ASSIGNED TASK 1: Output the passage of the strain gauge article starting with "Strain gauge scales use" and going on through "be very delicate.", copied word for word.
ASSIGNED TASK 2:
Answer these questions from the strain gauge article:
(a) On what principle do strain gauge load cells operate?
(b) What, when installed before the final test and calibration stage, reduces the temperature effect?
(c) Which load cell is ideal for loads that are not centered?

READING TEXT:
- - - - -

5 Strain Gauge Scale Problems and Solutions

Load cells are essential devices used in many processing systems, though we seldom think about them. Only when the load cell malfunctions and the scale is inaccurate do we think about the workings behind the measurement. When it comes to measuring ingredients, from fine pharmaceutical powders to silos full of grain, understanding how strain gauge scales and traditional load cells work, and common strain gauge scale problems, can help prevent inaccuracies.

How do Strain Gauge Scales and Traditional Load Cells Work?

Strain gauge scales use traditional load cells, also called resistive load cells or strain gauge load cells, to measure weight. Strain gauge load cells operate on the principle of piezoresistivity. When voltage is applied to the strain gauge within the strain gauge scale, and then a weight is applied, the strain gauge senses changes in piezoresistivity, and this creates a change in voltage output. For this to work, several strain gauge sensing elements are often used throughout the load cell, and these are connected with wires. For the sensing elements and the strain gauge scale to be accurate, the wires must be able to transmit small changes in voltage, so the wires can be very delicate.

A strain gauge scale relies on mechanical forces to change piezoresistivity and voltage output. When a load is applied, the conductive material within the strain gauge is deformed, causing changes in resistance, and therefore changes in voltage output. This can introduce a number of challenges to both large and small loads. If your scale is repeatedly inaccurate, and you have determined that other aspects of the system are not to blame, look for the following issues with the load cell.

5 Traditional Strain Gauge Scale Problems and Solutions

Low-Quality Manufacturing or Construction

Small mechanical changes within the strain gauge are responsible for changes in voltage, which creates the reading on the scale. If flaws in the strain gauge’s construction prevent the material inside from moving properly, the reading will not be correct. For this reason, the process to manufacture an accurate strain gauge-based load cell is delicate. If this isn’t done correctly, the load cell won’t deliver adequate readings. This can be particularly problematic when working with discount scale dealers, who rely on fast manufacturing and testing. Working with a reputable scale dealer with references can help you to avoid load cells with faulty construction.

Temperature Changes

Temperature changes effects the conductivity of metals, which will change the output of the strain gauge. Once the load cells are built, they need to be tested at different temperatures in order to ascertain their drift with temperature. When the traditional strain gauge is needed to measure particularly small amounts, temperature changes can be especially problematic. Thermistors installed prior to the final test and calibration stage will reduce the temperature effect.

Wrong Type of Load Cell

There are many types of load cells using traditional, strain gauge technology, and certain types are better suited to certain applications. Capacitive load cells, which use changes in capacitance instead of resistivity, can also be used in many different applications. Finding the right load cell for your application can make significant differences in accuracy, longevity and efficiency.

  • S-Beam Load Cell: Instead of a load sitting on top of the load cell, an S-Beam load cell hooks the load on one side and uses the pulling force to measure the load.
  • Beam Type Load Cell: The beam type load cell uses compression to measure weight, and it is often used in tank weighing and platform scales.
  • Single Point Load Cell: The single point load cell works similarly to the beam load cell, except it is ideal for loads that are not centered.

- - - - -

SUPPLIED RECORDS:
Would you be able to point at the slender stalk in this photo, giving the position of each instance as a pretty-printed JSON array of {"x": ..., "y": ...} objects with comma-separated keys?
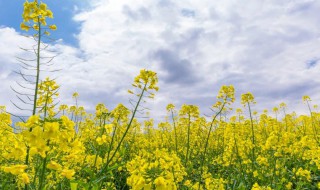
[
  {"x": 35, "y": 91},
  {"x": 253, "y": 138},
  {"x": 188, "y": 141},
  {"x": 126, "y": 131},
  {"x": 175, "y": 131},
  {"x": 207, "y": 142}
]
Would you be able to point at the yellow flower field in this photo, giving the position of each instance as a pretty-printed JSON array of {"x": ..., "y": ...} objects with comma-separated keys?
[{"x": 64, "y": 147}]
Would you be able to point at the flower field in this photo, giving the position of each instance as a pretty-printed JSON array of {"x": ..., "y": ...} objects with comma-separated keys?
[{"x": 64, "y": 147}]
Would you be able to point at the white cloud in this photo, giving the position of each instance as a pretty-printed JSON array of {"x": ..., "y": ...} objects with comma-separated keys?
[{"x": 259, "y": 46}]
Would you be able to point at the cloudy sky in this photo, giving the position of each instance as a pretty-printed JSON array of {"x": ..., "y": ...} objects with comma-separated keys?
[{"x": 270, "y": 48}]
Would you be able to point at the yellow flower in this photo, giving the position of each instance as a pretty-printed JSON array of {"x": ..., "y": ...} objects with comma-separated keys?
[
  {"x": 25, "y": 178},
  {"x": 68, "y": 173},
  {"x": 54, "y": 166},
  {"x": 247, "y": 98},
  {"x": 15, "y": 169},
  {"x": 289, "y": 185}
]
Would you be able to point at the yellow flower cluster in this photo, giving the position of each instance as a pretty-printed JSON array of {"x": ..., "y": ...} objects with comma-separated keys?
[
  {"x": 158, "y": 170},
  {"x": 110, "y": 149},
  {"x": 35, "y": 15}
]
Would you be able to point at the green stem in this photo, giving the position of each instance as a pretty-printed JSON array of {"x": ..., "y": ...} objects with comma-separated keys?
[
  {"x": 207, "y": 142},
  {"x": 126, "y": 131},
  {"x": 253, "y": 138},
  {"x": 35, "y": 91},
  {"x": 188, "y": 140}
]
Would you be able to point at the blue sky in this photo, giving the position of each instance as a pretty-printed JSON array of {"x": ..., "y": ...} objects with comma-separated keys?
[
  {"x": 11, "y": 11},
  {"x": 270, "y": 48}
]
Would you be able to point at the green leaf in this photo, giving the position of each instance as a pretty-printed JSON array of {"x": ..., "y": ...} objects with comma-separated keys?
[{"x": 73, "y": 185}]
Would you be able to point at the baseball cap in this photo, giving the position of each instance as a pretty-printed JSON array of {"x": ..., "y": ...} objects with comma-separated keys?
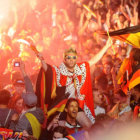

- - - - -

YOUR SOLUTION 1:
Strain gauge scales use traditional load cells, also called resistive load cells or strain gauge load cells, to measure weight. Strain gauge load cells operate on the principle of piezoresistivity. When voltage is applied to the strain gauge within the strain gauge scale, and then a weight is applied, the strain gauge senses changes in piezoresistivity, and this creates a change in voltage output. For this to work, several strain gauge sensing elements are often used throughout the load cell, and these are connected with wires. For the sensing elements and the strain gauge scale to be accurate, the wires must be able to transmit small changes in voltage, so the wires can be very delicate.

YOUR SOLUTION 2:
(a) Piezoresistivity
(b) Thermistors
(c) The single point load cell